Things to do
1. List every advantage of private schools that Tundra gives in the second post in the school vouchers thread.
2. In the school vouchers thread, which icon does Dr. Romines ask readers to click on the district website?
3. Write the next part of the school vouchers thread, picking up after its last line.

# Civic Matters > Suburban & Other OK Communities > Moore >  School Vouchers being contemplated.........

## Tundra

Good Evening, 

MPS needs your help!  There is a bill that has been 
presented to the legislature that will enable Vouchers/Education Savings 
Accounts to become law.  Before I speak on this particular bill, I need 
data (one way or the other) to back it up.  We have launched a campaign to 
educate and receive feedback from our community.  My request is that you 
take two minutes and follow the link provided Moore Public Schools / Overview 
(district website), click on the Vouchers in Oklahoma icon, read the one page 
of information, and click the link at the bottom to take the two question 
survey. 

As always, thank you for your support!

Dr. Romines

----------


## Zuplar

Well first vouchers and an ESA kind of are 2 different things. I like Robert, but he is kind of making them seem like the same thing. And let's be honest, most private schools are better than public schools. So with that being said if there is a way for parents to essentially keep their taxes (vouchers) and apply that to a private school because that's where they want to send their kid, then I have a hard time denying them that.

----------


## dankrutka

What makes private schools better than public schools? Oh, it's the college  educated parents and wealth of money. Yep. Public schools with the same demographics do fine. No one complains about wealthy, suburban public schools. In short, no, private schools don't do better when you factor in income inequality. If there is some empirical evidence that accounts for variables that has shown that private schools are a better model than public schools then I'd like to see it.

----------


## Tundra

> What makes private schools better than public schools? Oh, it's the college  educated parents and wealth of money. Yep. Public schools with the same demographics do fine. No one complains about wealthy, suburban public schools. In short, no, private schools don't do better when you factor in income inequality. If there is some empirical evidence that accounts for variables that has shown that private schools are a better model than public schools then I'd like to see it.


I haven't read any articles about Oklahoma private school teacher , being charged for molesting kids , so that's a plus.....

Class sizes are smaller so more one on one time with the teacher....

If you're a suck ass teacher at a private school you can be fired.....

They usually pay their staff better, so that's a plus for the teacher....

----------


## Bunty

> I haven't read any articles about Oklahoma private school teacher , being charged for molesting kids , so that's a plus.....
> 
> Class sizes are smaller so more one on one time with the teacher....
> 
> If you're a suck ass teacher at a private school you can be fired.....
> 
> They usually pay their staff better, so that's a plus for the teacher....


Unless you think Moore public schools have become so miserably bad  that they're not worth throwing another more penny at, along with having sorry teachers not worthy of a raise,  I don't see the point of subsidizing private and/or religious schools with public tax dollars.  

If vouchers are legalized and the public school teacher only has 25 rather than 30 students in class to teach, that teacher still gets paid the same.  The teacher may not mind too much, but the state isn't saving money.

Meanwhile, I can't help but wonder if private schools are giving campaign money to legislators, who support vouchers and/or  if those legislators send their children to private or religious schools.

----------


## mugofbeer

> Unless you think Moore public schools have become so miserably bad  that they're not worth throwing another more penny at, along with having sorry teachers not worthy of a raise,  I don't see the point of subsidizing private and/or religious schools with public tax dollars.

Recorded data

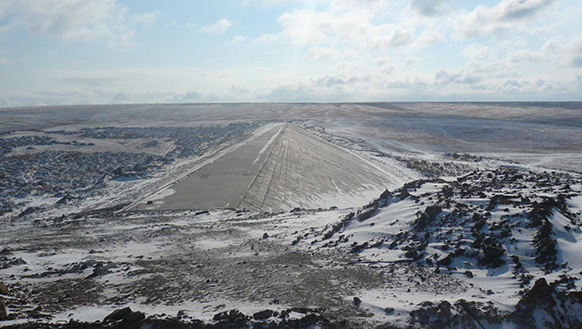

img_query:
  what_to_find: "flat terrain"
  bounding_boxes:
[133,124,402,211]
[0,103,582,329]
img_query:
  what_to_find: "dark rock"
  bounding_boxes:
[358,205,378,221]
[121,312,145,328]
[253,310,274,320]
[518,278,556,306]
[103,307,131,322]
[436,253,453,266]
[0,300,8,320]
[481,244,505,258]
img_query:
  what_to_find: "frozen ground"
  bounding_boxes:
[0,103,582,328]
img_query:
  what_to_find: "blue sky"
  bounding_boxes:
[0,0,582,107]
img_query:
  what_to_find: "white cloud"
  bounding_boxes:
[0,0,157,44]
[408,0,448,16]
[198,18,232,34]
[230,35,245,46]
[404,56,418,66]
[455,0,555,38]
[303,47,342,61]
[462,44,497,59]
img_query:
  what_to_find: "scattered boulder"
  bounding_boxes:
[518,278,556,306]
[103,307,131,322]
[253,310,275,320]
[0,282,8,295]
[0,300,8,320]
[481,244,505,258]
[358,204,378,221]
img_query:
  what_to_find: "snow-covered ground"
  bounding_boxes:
[0,103,582,328]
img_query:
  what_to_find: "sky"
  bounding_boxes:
[0,0,582,107]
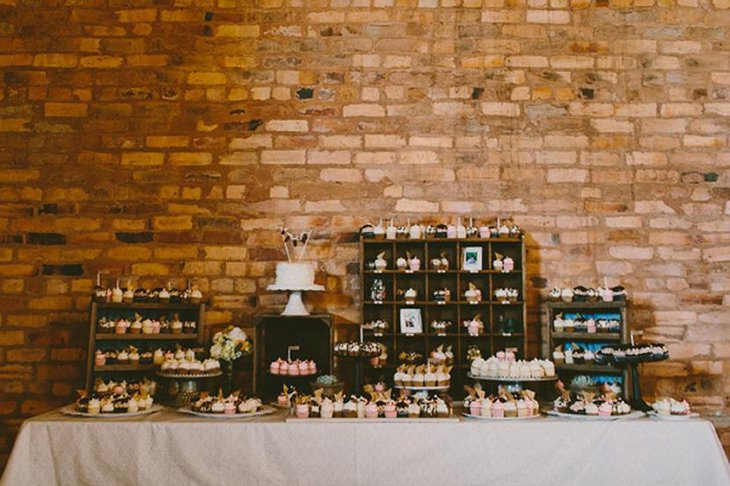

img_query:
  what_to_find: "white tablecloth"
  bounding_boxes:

Responses in order
1.
- No articles about Oklahoma private school teachers being charged with molesting kids
- Smaller class sizes, so more one-on-one time with the teacher
- Bad teachers at a private school can be fired
- Staff are usually paid better

2. The Vouchers in Oklahoma icon.

3.
> 
> If vouchers are legalized and the public school teacher only has 25 rather than 30 students in class to teach, that teacher still gets paid the same.  The teacher may not mind too much, but the state isn't saving money.
> 
> Meanwhile, I can't help but wonder if private schools are giving campaign money to legislators, who support vouchers and/or  if those legislators send their children to private or religious schools.


Don't know.  What is known is that the public school teachers unions have been giving campaign money for years and by the millions to legislators who DON'T support vouchers.  So what's the difference?

----------


## SoonerDave

> I haven't read any articles about Oklahoma private school teacher , being charged for molesting kids , so that's a plus.....
> 
> Class sizes are smaller so more one on one time with the teacher....
> 
> If you're a suck ass teacher at a private school you can be fired.....
> 
> *They usually pay their staff better, so that's a plus for the teacher...*.


Categorically inaccurate. The private schools I'm aware of and for whom my wife has worked didn't make *half* the pathetic rate of OK public schools. And OK public school teacher pay is already pathetic.

----------


## SoonerDave

> Unless you think Moore public schools have become so miserably bad  that they're not worth throwing another more penny at, along with having sorry teachers not worthy of a raise,  I don't see the point of subsidizing private and/or religious schools with public tax dollars.


But, by all means, let's keep throwing money at a broken model on the order of billions annually all for the fear-mongering that we're "subsidizing religious schools."

Love this kind of spin. This isn't about "subsidizing private schools." It's about giving the *tax monies* people *already pay* BACK to the parents to give them the *choice* of education they believe is best for their child. It's about having *options*. Those in the education establishment want people to forget the fact it's *the taxpayer's* money, and they have every right to demand some form of accountability for what they're *forced* to spend and where their kids are *forced* to attend. 

The ones who could benefit the most from vouchers? The folks who are in the very worst schools. Give them a chance to afford the "elitist" schools and let them flourish there. Why do we fear that choice?

Are private schools panaceas? Nope. Went through two, got an "education" about how they're not perfect. At all. And my kids finished in public schools, and my wife works in one. It's not perfect, either. Once again, reality exists *between* the two politically hyperbolized extremes. In the vein of vouchers, parents need a choice.

----------


## stile99

> It's about giving the *tax monies* people *already pay* BACK to the parents to give them the *choice* of education they believe is best for their child.


I have no children, I graduated long ago.  I have no dog in this fight whatsoever, and as such, have no idea and barely care how vouchers work.  But I do have a question.  What about property owners who are not parents?  What do they get from a voucher program?  Could a non-parent taxpayer still get vouchers and give them to a neighbor or something?  Say I live in district X.  District X is known to have complete crap schools.  My next-door neighbor gets vouchers to send his kid(s) to district Y, which is known to have excellent schools.  Could I elect to have my tax money sent to district Y as well?

----------


## dankrutka

> I haven't read any articles about Oklahoma private school teacher , being charged for molesting kids , so that's a plus.....
> 
> Class sizes are smaller so more one on one time with the teacher....
> 
> If you're a suck ass teacher at a private school you can be fired.....
> 
> They usually pay their staff better, so that's a plus for the teacher....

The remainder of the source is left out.